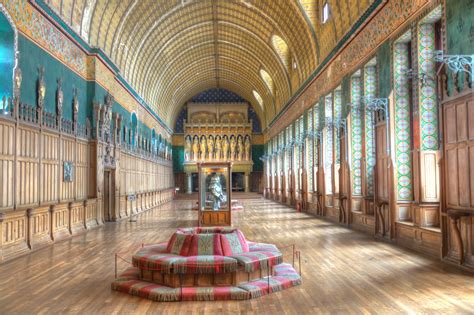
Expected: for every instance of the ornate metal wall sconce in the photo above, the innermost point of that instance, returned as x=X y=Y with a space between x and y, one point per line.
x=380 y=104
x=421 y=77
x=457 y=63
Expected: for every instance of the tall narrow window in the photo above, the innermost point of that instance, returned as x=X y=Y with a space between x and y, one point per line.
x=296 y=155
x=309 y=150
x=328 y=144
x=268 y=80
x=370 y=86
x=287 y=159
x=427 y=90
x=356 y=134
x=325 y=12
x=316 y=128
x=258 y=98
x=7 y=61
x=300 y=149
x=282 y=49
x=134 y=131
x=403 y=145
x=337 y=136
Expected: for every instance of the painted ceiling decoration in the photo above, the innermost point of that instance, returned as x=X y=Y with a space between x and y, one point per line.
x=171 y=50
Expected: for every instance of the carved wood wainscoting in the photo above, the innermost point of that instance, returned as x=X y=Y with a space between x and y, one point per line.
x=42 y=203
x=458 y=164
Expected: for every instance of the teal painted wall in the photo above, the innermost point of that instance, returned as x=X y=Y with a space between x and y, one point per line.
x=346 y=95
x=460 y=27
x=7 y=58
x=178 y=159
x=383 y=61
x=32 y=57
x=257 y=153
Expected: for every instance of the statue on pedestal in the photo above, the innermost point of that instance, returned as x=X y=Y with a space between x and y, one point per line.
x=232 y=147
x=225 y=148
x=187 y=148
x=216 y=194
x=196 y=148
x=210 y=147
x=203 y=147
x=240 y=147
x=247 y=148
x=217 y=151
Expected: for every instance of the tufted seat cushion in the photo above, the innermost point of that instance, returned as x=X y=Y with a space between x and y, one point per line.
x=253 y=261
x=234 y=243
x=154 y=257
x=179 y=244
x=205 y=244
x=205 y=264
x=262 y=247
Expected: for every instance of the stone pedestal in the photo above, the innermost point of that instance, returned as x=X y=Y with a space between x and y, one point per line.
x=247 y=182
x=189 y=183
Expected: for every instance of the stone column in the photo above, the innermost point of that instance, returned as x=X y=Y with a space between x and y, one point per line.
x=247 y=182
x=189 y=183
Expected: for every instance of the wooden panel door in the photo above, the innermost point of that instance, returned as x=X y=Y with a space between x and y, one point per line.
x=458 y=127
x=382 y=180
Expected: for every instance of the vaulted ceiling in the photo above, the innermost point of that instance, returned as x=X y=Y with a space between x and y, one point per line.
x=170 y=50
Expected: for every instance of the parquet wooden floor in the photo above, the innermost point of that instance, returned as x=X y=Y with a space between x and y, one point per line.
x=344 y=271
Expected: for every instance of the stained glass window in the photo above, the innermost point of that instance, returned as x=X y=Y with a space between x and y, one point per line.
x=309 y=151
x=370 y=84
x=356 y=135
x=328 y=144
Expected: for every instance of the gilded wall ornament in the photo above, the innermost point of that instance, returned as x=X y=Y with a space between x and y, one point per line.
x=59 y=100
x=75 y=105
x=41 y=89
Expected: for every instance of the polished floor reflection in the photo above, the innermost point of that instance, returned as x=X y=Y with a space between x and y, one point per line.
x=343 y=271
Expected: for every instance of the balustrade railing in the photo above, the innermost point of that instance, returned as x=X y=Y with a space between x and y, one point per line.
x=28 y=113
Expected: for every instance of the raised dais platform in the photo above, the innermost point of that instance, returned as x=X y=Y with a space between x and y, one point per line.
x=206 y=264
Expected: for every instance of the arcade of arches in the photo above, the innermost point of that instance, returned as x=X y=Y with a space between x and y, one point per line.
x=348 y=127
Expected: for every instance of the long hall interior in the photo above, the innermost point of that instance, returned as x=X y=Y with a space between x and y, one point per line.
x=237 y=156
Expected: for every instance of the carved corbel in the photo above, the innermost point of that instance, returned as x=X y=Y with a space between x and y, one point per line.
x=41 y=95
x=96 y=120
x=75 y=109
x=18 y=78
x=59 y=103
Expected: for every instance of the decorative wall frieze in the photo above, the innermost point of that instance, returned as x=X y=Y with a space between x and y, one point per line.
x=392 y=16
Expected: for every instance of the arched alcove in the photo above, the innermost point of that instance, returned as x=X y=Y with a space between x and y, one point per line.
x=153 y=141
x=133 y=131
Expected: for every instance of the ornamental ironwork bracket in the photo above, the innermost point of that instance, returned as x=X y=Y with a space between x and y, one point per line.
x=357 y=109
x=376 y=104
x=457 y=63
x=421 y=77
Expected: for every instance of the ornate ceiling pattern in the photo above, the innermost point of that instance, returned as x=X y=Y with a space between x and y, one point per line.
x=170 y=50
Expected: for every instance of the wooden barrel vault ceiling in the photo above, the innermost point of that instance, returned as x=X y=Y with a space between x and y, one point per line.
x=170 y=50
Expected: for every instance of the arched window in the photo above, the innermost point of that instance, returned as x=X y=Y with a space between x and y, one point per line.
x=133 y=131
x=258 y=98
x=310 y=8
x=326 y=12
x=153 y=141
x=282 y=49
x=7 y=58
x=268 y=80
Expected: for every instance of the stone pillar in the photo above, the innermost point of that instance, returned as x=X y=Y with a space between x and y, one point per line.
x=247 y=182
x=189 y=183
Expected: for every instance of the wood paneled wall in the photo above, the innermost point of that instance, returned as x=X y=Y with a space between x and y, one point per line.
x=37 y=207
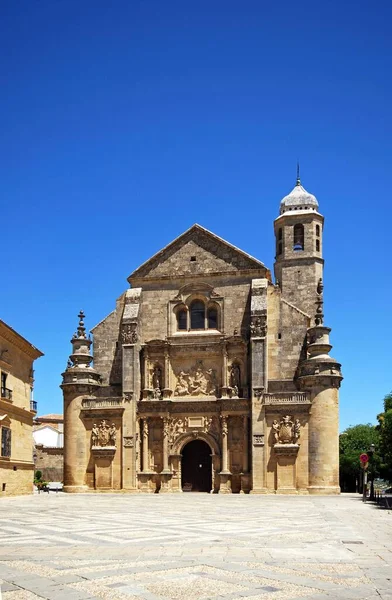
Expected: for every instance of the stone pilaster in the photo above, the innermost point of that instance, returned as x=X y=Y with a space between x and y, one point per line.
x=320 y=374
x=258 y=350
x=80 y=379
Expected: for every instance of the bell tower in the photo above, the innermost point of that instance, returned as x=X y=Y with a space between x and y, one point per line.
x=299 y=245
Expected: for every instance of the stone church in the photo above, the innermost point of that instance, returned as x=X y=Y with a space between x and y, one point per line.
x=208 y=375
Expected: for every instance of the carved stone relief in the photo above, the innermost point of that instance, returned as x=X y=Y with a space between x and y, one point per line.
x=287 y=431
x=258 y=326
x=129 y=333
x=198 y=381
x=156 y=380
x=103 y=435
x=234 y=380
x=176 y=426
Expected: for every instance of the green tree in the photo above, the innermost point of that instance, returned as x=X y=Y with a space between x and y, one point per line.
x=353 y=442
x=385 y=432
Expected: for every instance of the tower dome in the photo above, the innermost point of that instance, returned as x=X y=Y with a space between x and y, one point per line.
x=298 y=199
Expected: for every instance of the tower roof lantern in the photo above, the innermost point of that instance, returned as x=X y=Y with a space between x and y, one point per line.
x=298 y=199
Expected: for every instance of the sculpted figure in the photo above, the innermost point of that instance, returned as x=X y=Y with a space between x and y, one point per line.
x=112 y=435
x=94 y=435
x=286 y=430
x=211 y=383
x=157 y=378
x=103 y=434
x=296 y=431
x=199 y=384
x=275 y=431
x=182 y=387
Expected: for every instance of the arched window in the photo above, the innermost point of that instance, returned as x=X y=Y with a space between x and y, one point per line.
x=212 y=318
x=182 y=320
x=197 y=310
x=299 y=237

---

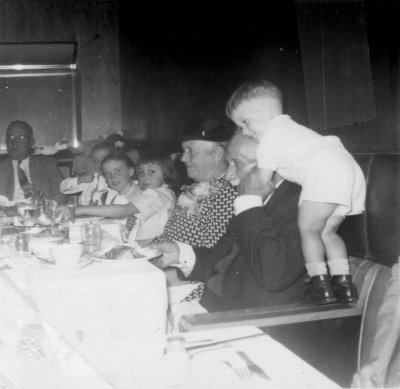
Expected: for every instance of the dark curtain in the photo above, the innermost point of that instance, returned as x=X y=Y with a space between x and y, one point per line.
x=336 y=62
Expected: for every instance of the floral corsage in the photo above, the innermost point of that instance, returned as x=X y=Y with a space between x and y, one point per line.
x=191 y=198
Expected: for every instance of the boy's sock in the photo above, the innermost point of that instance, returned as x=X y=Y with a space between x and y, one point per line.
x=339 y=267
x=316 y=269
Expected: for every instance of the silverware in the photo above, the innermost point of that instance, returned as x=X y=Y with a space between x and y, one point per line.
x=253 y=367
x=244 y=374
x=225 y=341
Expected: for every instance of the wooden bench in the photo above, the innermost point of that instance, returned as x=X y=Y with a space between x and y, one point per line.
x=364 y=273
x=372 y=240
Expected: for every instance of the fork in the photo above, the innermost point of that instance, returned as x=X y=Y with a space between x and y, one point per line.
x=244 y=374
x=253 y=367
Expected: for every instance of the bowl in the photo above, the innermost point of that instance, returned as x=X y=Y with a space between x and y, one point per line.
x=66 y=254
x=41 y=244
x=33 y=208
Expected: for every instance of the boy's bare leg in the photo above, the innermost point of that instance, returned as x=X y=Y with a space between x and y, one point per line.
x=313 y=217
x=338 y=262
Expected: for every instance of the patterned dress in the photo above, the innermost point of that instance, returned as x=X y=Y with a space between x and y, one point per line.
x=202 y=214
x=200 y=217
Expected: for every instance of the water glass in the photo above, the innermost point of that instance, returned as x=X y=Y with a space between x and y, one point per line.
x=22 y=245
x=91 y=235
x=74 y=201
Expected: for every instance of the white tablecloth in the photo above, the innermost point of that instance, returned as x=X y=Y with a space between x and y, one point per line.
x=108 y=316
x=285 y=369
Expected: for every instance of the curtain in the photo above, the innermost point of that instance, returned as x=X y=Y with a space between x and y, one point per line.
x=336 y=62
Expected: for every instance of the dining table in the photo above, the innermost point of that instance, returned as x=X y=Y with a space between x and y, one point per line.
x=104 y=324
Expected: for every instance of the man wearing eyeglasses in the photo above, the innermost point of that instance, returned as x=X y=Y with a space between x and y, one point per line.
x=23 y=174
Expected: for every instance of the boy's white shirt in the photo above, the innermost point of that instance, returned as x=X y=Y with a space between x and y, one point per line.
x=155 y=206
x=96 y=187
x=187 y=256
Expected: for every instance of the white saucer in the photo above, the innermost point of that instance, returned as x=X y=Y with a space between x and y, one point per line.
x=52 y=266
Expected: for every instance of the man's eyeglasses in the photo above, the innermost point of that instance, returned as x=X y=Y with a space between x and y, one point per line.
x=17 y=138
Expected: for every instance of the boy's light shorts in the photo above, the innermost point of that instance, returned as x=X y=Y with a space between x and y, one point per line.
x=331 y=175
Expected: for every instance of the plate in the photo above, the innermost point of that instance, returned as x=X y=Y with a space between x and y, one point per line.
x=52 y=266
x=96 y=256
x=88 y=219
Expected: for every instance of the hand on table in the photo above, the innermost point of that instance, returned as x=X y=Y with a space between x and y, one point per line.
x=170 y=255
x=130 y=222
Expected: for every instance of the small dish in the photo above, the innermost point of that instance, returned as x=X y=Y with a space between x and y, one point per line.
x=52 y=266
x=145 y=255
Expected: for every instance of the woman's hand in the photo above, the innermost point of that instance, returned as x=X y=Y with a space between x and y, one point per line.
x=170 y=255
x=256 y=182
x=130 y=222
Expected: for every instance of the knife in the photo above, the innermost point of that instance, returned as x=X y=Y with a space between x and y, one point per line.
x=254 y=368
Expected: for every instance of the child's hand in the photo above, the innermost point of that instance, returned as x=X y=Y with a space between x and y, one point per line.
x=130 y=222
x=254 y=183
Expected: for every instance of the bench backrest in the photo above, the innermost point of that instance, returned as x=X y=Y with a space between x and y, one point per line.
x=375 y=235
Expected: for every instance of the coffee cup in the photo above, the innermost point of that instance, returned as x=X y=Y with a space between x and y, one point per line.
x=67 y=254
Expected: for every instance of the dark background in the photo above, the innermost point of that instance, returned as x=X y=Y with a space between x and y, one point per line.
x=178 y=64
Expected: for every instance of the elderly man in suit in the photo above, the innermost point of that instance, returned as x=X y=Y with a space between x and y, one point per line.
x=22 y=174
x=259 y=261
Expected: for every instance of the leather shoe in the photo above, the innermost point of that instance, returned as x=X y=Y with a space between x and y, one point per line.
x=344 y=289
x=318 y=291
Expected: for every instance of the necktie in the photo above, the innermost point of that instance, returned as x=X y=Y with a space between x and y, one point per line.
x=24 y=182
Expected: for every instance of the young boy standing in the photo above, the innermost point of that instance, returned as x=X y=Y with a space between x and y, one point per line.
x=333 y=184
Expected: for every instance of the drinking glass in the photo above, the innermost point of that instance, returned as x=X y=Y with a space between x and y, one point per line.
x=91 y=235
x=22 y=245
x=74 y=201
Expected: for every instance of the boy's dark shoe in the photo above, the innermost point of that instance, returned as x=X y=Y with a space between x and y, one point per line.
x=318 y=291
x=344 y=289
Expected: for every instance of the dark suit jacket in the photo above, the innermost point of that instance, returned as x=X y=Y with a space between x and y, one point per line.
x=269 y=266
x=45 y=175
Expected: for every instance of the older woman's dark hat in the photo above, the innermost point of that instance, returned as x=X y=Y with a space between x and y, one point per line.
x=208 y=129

§ **Exercise requirements**
Take the stretch of the records that opens with the line containing "Expected: for every instance of the knife" and closes with the line containing "x=254 y=183", and give it again with "innermost" changed to "central" throughout, leaving everything else untouched. Return only those lines.

§ **Solution**
Expected: for every instance of the knife in the photo above, the central point of that instance, returned as x=X y=Y with a space between x and y, one point per line.
x=254 y=368
Expected: for every instance of the child's hand in the photo above, the central point of that instance, returned as x=X y=Y with a space between x and y, one point per line.
x=130 y=222
x=254 y=183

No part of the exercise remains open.